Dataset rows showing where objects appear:
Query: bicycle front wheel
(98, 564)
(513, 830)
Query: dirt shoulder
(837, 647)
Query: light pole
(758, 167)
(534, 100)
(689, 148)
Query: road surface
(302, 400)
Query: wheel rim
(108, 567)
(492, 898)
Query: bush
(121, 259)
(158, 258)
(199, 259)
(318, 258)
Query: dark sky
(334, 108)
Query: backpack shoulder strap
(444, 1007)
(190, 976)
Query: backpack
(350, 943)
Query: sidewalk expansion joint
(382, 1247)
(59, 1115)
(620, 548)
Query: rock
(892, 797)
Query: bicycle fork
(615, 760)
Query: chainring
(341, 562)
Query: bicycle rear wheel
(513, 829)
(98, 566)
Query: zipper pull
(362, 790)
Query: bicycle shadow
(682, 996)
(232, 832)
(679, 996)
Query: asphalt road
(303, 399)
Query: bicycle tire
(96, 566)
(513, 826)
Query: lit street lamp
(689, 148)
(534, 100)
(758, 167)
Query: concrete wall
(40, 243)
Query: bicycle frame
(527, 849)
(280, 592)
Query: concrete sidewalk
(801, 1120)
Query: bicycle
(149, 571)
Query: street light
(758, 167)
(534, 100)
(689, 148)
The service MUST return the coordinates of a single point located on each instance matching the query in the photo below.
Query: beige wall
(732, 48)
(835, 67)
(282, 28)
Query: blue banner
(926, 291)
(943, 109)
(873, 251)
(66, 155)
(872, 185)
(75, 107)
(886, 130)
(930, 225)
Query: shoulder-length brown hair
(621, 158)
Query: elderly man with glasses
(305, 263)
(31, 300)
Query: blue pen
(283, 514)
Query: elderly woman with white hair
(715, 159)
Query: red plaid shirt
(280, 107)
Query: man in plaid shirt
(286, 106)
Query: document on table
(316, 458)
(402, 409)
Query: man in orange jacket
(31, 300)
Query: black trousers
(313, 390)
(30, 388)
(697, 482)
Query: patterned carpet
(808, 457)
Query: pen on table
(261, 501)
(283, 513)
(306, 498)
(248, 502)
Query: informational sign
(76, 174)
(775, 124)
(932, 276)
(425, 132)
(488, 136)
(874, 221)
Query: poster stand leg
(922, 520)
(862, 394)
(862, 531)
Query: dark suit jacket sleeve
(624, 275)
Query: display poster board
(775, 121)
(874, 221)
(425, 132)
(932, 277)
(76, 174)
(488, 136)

...

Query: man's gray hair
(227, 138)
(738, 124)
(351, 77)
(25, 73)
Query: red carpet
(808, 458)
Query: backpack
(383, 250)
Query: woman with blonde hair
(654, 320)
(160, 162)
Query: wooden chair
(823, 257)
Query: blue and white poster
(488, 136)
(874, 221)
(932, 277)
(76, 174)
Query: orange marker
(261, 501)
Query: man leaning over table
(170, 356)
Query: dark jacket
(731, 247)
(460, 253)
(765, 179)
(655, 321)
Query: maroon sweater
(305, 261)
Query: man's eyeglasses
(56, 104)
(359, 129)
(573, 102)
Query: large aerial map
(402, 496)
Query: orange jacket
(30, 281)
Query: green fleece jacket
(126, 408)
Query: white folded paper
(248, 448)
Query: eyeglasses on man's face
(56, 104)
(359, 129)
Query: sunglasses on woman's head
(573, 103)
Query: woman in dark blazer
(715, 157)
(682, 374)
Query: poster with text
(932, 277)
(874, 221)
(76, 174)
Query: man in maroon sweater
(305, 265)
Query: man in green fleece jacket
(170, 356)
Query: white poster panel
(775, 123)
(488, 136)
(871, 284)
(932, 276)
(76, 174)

WORK REQUIRED: Collect every line in the items above that contains the string "shoulder".

TASK RESULT:
Query: dirt shoulder
Query: backpack shoulder strap
Query: shoulder-length brown hair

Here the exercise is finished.